Problem requirements: Give the data below again exactly as written, without its pictures.

Point labeling examples
┄┄┄┄┄┄┄┄┄┄

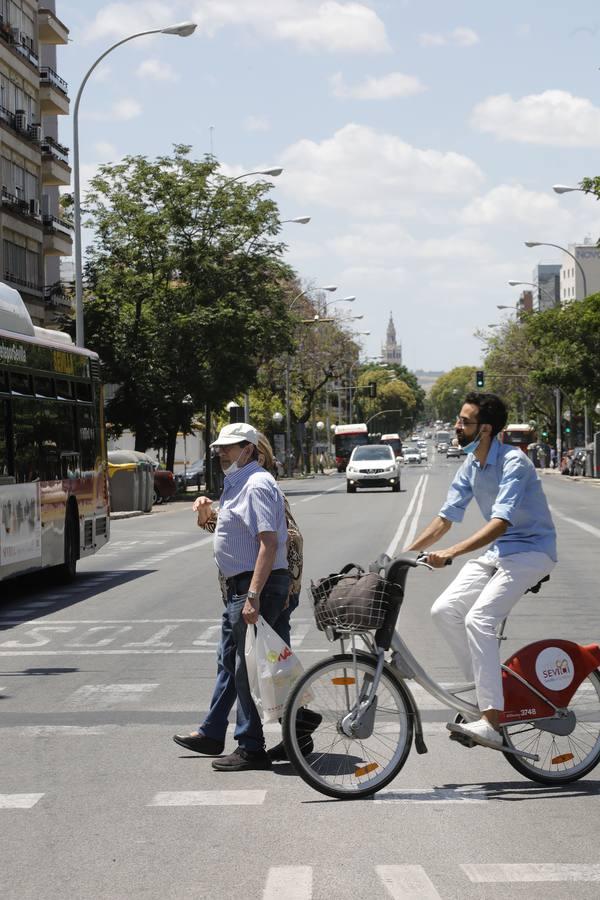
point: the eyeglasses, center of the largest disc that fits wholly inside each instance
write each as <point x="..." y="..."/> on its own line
<point x="462" y="421"/>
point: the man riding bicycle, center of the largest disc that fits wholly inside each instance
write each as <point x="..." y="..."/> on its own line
<point x="522" y="551"/>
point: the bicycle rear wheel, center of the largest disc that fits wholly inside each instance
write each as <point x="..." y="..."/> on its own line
<point x="563" y="758"/>
<point x="340" y="766"/>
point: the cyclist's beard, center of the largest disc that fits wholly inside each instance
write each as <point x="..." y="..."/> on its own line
<point x="467" y="445"/>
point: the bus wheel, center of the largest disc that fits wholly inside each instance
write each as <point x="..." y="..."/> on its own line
<point x="67" y="571"/>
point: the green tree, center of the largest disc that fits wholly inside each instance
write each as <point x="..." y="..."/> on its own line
<point x="186" y="290"/>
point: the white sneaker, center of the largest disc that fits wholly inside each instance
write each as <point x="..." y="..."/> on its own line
<point x="481" y="732"/>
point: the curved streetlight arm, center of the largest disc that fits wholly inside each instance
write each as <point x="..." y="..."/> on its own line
<point x="79" y="328"/>
<point x="564" y="250"/>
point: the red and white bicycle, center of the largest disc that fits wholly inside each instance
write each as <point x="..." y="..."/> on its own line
<point x="368" y="715"/>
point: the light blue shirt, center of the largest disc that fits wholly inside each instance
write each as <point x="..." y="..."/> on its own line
<point x="506" y="487"/>
<point x="251" y="502"/>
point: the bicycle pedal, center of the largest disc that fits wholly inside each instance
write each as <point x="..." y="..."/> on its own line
<point x="462" y="739"/>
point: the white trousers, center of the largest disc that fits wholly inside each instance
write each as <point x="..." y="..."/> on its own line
<point x="471" y="608"/>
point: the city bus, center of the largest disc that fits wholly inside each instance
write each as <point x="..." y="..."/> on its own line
<point x="346" y="438"/>
<point x="519" y="435"/>
<point x="54" y="506"/>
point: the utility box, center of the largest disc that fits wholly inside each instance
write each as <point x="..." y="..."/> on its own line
<point x="130" y="480"/>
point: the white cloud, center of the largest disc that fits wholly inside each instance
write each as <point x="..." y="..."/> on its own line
<point x="509" y="203"/>
<point x="377" y="244"/>
<point x="126" y="109"/>
<point x="556" y="118"/>
<point x="257" y="123"/>
<point x="336" y="26"/>
<point x="458" y="37"/>
<point x="118" y="20"/>
<point x="394" y="84"/>
<point x="156" y="69"/>
<point x="368" y="172"/>
<point x="330" y="25"/>
<point x="106" y="151"/>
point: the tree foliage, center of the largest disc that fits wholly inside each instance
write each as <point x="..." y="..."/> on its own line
<point x="186" y="289"/>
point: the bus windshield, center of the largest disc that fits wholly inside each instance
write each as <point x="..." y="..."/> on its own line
<point x="53" y="490"/>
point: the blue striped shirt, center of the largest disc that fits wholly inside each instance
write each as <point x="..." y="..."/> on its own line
<point x="506" y="487"/>
<point x="251" y="502"/>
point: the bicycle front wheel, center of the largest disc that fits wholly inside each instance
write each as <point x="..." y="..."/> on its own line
<point x="562" y="758"/>
<point x="340" y="766"/>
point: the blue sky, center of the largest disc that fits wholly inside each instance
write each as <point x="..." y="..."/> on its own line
<point x="422" y="137"/>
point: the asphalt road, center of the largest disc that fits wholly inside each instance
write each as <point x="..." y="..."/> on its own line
<point x="96" y="801"/>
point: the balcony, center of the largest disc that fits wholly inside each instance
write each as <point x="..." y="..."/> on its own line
<point x="17" y="205"/>
<point x="50" y="29"/>
<point x="54" y="100"/>
<point x="55" y="163"/>
<point x="58" y="236"/>
<point x="20" y="43"/>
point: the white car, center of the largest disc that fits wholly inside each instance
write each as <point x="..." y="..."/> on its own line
<point x="372" y="465"/>
<point x="412" y="454"/>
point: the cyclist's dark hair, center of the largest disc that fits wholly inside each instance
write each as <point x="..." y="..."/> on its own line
<point x="492" y="410"/>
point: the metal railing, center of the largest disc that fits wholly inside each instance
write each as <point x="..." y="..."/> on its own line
<point x="50" y="147"/>
<point x="48" y="75"/>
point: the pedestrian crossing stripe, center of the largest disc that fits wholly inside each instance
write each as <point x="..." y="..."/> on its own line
<point x="19" y="801"/>
<point x="208" y="798"/>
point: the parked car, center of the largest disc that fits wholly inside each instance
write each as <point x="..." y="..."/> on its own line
<point x="165" y="485"/>
<point x="412" y="454"/>
<point x="372" y="465"/>
<point x="193" y="475"/>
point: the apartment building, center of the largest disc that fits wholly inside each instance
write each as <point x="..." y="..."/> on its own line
<point x="572" y="273"/>
<point x="33" y="233"/>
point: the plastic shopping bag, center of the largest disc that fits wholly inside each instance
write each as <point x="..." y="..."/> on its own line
<point x="272" y="670"/>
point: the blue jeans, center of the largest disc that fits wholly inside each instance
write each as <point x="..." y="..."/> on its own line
<point x="225" y="691"/>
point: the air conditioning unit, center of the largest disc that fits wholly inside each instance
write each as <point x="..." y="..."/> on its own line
<point x="21" y="123"/>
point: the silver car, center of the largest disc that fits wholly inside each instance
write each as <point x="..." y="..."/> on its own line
<point x="373" y="465"/>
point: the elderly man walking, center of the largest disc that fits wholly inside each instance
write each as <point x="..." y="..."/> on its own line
<point x="251" y="551"/>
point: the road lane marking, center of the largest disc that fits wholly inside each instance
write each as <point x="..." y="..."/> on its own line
<point x="421" y="485"/>
<point x="431" y="795"/>
<point x="515" y="872"/>
<point x="65" y="730"/>
<point x="291" y="882"/>
<point x="407" y="882"/>
<point x="208" y="798"/>
<point x="591" y="529"/>
<point x="106" y="696"/>
<point x="336" y="487"/>
<point x="19" y="801"/>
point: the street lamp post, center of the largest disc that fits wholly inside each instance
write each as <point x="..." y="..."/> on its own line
<point x="564" y="250"/>
<point x="183" y="29"/>
<point x="288" y="415"/>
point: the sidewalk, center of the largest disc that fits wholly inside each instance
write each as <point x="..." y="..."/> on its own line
<point x="583" y="478"/>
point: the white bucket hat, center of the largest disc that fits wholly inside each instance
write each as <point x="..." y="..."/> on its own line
<point x="235" y="433"/>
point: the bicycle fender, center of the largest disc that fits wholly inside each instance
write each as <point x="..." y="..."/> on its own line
<point x="420" y="745"/>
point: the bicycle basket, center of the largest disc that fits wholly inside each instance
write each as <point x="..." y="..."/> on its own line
<point x="357" y="602"/>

┄┄┄┄┄┄┄┄┄┄

Exercise result:
point: the eyeglasses, center of the largest disc that fits wholly inside each instance
write each as <point x="..." y="..."/> on its own line
<point x="462" y="421"/>
point: the man riding bicycle, center of the largest disc that fits wholly inside each instance
write each as <point x="..." y="..."/> on its own line
<point x="522" y="551"/>
point: the bicycle rear wheel, center of the largest disc that fits wholly inside each instance
write each as <point x="..." y="..."/> on its own line
<point x="563" y="758"/>
<point x="340" y="766"/>
point: the cyclist's beard, center of the largest disc that fits wholly inside each instance
write each as <point x="..." y="..."/> on its own line
<point x="467" y="445"/>
point: the bus wheel, center of the largest disc that fits wholly inside each instance
write each as <point x="..." y="..."/> on its own line
<point x="67" y="571"/>
point: the green tree, center of the largest disc that fits wholly inside each instance
write each as <point x="..." y="..."/> on its own line
<point x="186" y="290"/>
point: the white sneaker, center of the largest disc that fits wholly inside each instance
write each as <point x="..." y="..."/> on its own line
<point x="481" y="732"/>
point: the curved streetlight arm, center of the largest disc that fits wholly inside each instance
write each as <point x="..." y="..."/> on its own line
<point x="79" y="328"/>
<point x="564" y="250"/>
point: the red and white bicycle, center of the largest disc that fits wholly inside each instance
write each as <point x="..." y="..."/> on its own line
<point x="368" y="715"/>
point: the light blue shirt, center of the largest disc that fits wholly inside each instance
write each as <point x="..." y="..."/> on its own line
<point x="506" y="487"/>
<point x="251" y="502"/>
point: the bicycle pedal, center of the largest disc that fits wholly inside each instance
write each as <point x="..." y="..."/> on its own line
<point x="462" y="739"/>
point: the white trousers, center of the largest disc that fits wholly inside each instance
write each as <point x="..." y="..."/> on its own line
<point x="471" y="608"/>
point: the city bus, center of the largest disc that fits wholly inside each instance
write each as <point x="..." y="..."/> on its own line
<point x="346" y="438"/>
<point x="519" y="435"/>
<point x="54" y="506"/>
point: the utility box, center of the largest disc that fits wholly inside each instance
write each as <point x="..." y="..."/> on its own line
<point x="130" y="480"/>
point: the white cloud, center of the largest disc that fits wholly inside each instance
write each as <point x="..." y="..."/> on its own line
<point x="509" y="203"/>
<point x="377" y="244"/>
<point x="126" y="109"/>
<point x="556" y="118"/>
<point x="257" y="123"/>
<point x="336" y="26"/>
<point x="458" y="37"/>
<point x="118" y="20"/>
<point x="394" y="84"/>
<point x="156" y="69"/>
<point x="368" y="172"/>
<point x="330" y="25"/>
<point x="106" y="151"/>
point: the tree foliage, center of the largest disc that fits wholly inside each instance
write each as <point x="..." y="..."/> on its own line
<point x="186" y="289"/>
point: the bus windshield, center of the largest disc that fits wholly inside each instance
write each as <point x="..." y="..."/> on its own line
<point x="53" y="490"/>
point: the blue striped shirt, center of the largest disc that fits wholly inside each instance
write each as <point x="..." y="..."/> on its own line
<point x="506" y="487"/>
<point x="251" y="502"/>
point: the bicycle front wheel, center of the largest disc that fits wholly inside each instance
write each as <point x="..." y="..."/> on its own line
<point x="562" y="758"/>
<point x="340" y="766"/>
point: the blue sky, center of the largest disc that fits wholly inside each instance
write each as <point x="..." y="..."/> on its own line
<point x="422" y="137"/>
point: the asphalt road, center of the largest disc that fits wholly inside each instance
write each as <point x="..." y="..."/> on its own line
<point x="96" y="801"/>
point: the balcony, center of the largest disc that fits wholly inside each instance
write each as <point x="..." y="..."/> on its own line
<point x="17" y="205"/>
<point x="50" y="29"/>
<point x="54" y="100"/>
<point x="55" y="163"/>
<point x="58" y="236"/>
<point x="20" y="43"/>
point: the white car, center of the largest disc that fits wholly inside each instance
write each as <point x="..." y="..."/> on its own line
<point x="372" y="465"/>
<point x="412" y="454"/>
point: the cyclist's dark hair, center of the largest disc that fits wholly inside each instance
write each as <point x="..." y="..."/> on its own line
<point x="492" y="410"/>
point: the metal railing, center of the largest disc that fits wholly inside each instance
write each as <point x="..." y="..."/> on its own line
<point x="50" y="147"/>
<point x="48" y="75"/>
point: the pedestrian crossing stripe, center of the largest disc that fits wholly inside each instance
write each as <point x="..." y="..."/> on its own line
<point x="19" y="801"/>
<point x="208" y="798"/>
point: the parked car, center of the largest disc that fits wholly inside each instance
write each as <point x="..." y="..."/> on its own line
<point x="165" y="485"/>
<point x="412" y="454"/>
<point x="372" y="465"/>
<point x="193" y="475"/>
point: the apartment building, center of the largest disc that fits wholly inside each instance
write each as <point x="..." y="..."/> on its own line
<point x="572" y="273"/>
<point x="33" y="233"/>
point: the plastic shopping bag, center of the largest disc that fits wholly inside each instance
write each as <point x="..." y="..."/> on its own line
<point x="272" y="670"/>
point: the blue jeans, center of the largest disc that fits wholly inside each instance
write each as <point x="..." y="..."/> on its own line
<point x="225" y="691"/>
point: the air conditioning unit, center of the largest disc that fits wholly inside each instance
write each as <point x="..." y="..."/> on its own line
<point x="21" y="123"/>
point: the silver car, center of the largest disc that fits wholly inside each instance
write each as <point x="..." y="..."/> on its own line
<point x="373" y="465"/>
point: the elderly man walking, center of the largest disc that fits wholly inside each instance
write each as <point x="..." y="..."/> on its own line
<point x="251" y="551"/>
point: the road lane marking, center of the largest disc that fits wholly inside each instance
write each as <point x="..." y="..."/> on its own line
<point x="421" y="485"/>
<point x="431" y="795"/>
<point x="515" y="872"/>
<point x="65" y="730"/>
<point x="291" y="882"/>
<point x="407" y="882"/>
<point x="208" y="798"/>
<point x="591" y="529"/>
<point x="106" y="696"/>
<point x="336" y="487"/>
<point x="19" y="801"/>
point: the street lamp post, center of the largest disc that fits wholly inside each instance
write each as <point x="..." y="..."/> on its own line
<point x="564" y="250"/>
<point x="183" y="29"/>
<point x="288" y="415"/>
point: the sidewalk, center of the largest disc that fits wholly inside each instance
write each as <point x="..." y="..."/> on its own line
<point x="583" y="478"/>
point: the white bucket hat, center of the largest disc that fits wholly inside each instance
write each as <point x="..." y="..."/> on its own line
<point x="235" y="433"/>
point: the bicycle fender, center of the largest disc that fits wholly inside each instance
write each as <point x="..." y="..."/> on its own line
<point x="420" y="745"/>
point: the bicycle basket, center of the largest disc that fits wholly inside each instance
write each as <point x="..." y="..."/> on its own line
<point x="357" y="602"/>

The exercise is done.